*INSTRUCTION*: Reproduce every one of the records below word for word.

*STORED DATA*:
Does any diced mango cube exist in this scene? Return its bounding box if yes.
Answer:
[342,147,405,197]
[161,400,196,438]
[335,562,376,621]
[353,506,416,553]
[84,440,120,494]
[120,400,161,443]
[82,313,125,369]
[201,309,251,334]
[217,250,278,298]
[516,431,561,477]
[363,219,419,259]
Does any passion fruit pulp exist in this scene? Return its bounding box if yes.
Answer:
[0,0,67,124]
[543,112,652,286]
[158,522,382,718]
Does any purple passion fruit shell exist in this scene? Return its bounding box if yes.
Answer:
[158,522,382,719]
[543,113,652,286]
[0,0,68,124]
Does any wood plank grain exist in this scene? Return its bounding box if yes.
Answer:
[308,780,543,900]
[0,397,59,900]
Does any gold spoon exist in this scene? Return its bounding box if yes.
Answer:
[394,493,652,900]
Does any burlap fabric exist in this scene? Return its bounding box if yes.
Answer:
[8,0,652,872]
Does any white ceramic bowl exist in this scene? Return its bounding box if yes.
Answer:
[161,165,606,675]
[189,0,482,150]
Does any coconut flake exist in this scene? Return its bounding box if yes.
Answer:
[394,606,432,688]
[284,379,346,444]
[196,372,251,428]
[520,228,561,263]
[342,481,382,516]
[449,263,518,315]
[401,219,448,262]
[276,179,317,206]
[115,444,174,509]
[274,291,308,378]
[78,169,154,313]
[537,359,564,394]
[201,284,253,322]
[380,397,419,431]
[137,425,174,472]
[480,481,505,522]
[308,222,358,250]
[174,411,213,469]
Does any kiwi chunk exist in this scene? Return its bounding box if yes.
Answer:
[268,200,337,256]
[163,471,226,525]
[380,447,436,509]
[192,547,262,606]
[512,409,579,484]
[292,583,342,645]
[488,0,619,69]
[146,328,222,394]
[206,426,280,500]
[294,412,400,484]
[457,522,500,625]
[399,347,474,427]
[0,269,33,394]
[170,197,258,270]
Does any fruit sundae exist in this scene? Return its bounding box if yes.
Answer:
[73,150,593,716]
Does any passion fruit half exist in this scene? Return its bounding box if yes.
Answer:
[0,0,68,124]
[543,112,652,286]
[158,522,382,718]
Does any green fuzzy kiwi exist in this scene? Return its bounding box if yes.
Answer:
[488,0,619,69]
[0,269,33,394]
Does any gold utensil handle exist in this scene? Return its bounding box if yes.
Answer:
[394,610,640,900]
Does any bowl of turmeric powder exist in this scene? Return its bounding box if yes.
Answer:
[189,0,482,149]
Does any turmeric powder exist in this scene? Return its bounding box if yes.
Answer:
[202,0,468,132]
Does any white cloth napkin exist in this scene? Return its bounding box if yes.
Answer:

*ANSWER TO THE TASK*:
Does any diced mango cube exist in this scene? Return its bounding box if yes.
Answer:
[342,147,405,197]
[161,400,196,438]
[335,562,376,621]
[353,506,416,553]
[84,440,120,494]
[120,400,161,443]
[82,313,125,369]
[201,309,251,334]
[217,250,278,298]
[516,431,561,477]
[363,219,419,259]
Does any passion fruit pulp exist in this scene? Return its bounding box if yes.
Answer:
[0,0,67,124]
[543,112,652,286]
[158,522,382,718]
Does any purple passion fruit shell exist in this scene? Return its bounding box if yes.
Answer:
[158,522,382,719]
[543,113,652,286]
[0,0,68,124]
Does any wood plank grain exist in this scene? Return its bounding box if yes.
Answer:
[308,780,543,900]
[0,397,59,900]
Does any gold spoon exist in this scene? Return its bounding box if yes.
Answer:
[394,493,652,900]
Does any burlap fabric exist in this scene? Return its bounding box if yes.
Answer:
[8,0,652,872]
Does any white ceramic bowl exist in this scene? Return its bounding box if yes.
Answer:
[161,165,606,675]
[189,0,482,150]
Does any coconut flake exist in this scene? Return its bounding box if yes.
Answer:
[394,606,432,688]
[284,379,346,444]
[196,372,251,428]
[520,228,561,263]
[342,481,382,516]
[449,263,518,315]
[401,219,448,262]
[276,179,317,206]
[115,444,174,509]
[274,291,308,378]
[78,169,154,313]
[537,359,564,394]
[201,284,253,322]
[380,397,419,431]
[137,425,174,472]
[480,481,505,522]
[308,222,358,250]
[174,411,213,469]
Does any kiwi chunk exist in this scene? Return its bounding box if yes.
Answer:
[268,200,337,256]
[163,471,226,525]
[380,447,436,509]
[192,547,262,606]
[512,409,579,484]
[292,583,342,645]
[488,0,619,69]
[146,328,222,394]
[206,426,280,500]
[294,412,400,484]
[457,522,500,625]
[399,347,474,427]
[0,269,33,394]
[170,197,258,270]
Does any fruit sundae exist in this scene? Return its bounding box if yes.
Answer:
[73,150,593,716]
Does any passion fruit half exist in this scene? Return its bounding box if yes.
Answer:
[0,0,68,124]
[543,112,652,286]
[158,522,382,718]
Does any green fuzzy kiwi exist in this scene? Return its bounding box if yes.
Answer:
[488,0,619,69]
[0,269,33,394]
Does any gold utensil handle exist in this scene? Return its bounding box if yes.
Answer:
[394,610,640,900]
Does any bowl of turmeric powder exist in this scene? Return its bounding box if yes.
Answer:
[189,0,482,149]
Does any turmeric powder exist in this scene? Return its bounding box if yes.
Answer:
[202,0,468,132]
Does any white cloth napkin exist in this scene? Return its bounding box if yes.
Answer:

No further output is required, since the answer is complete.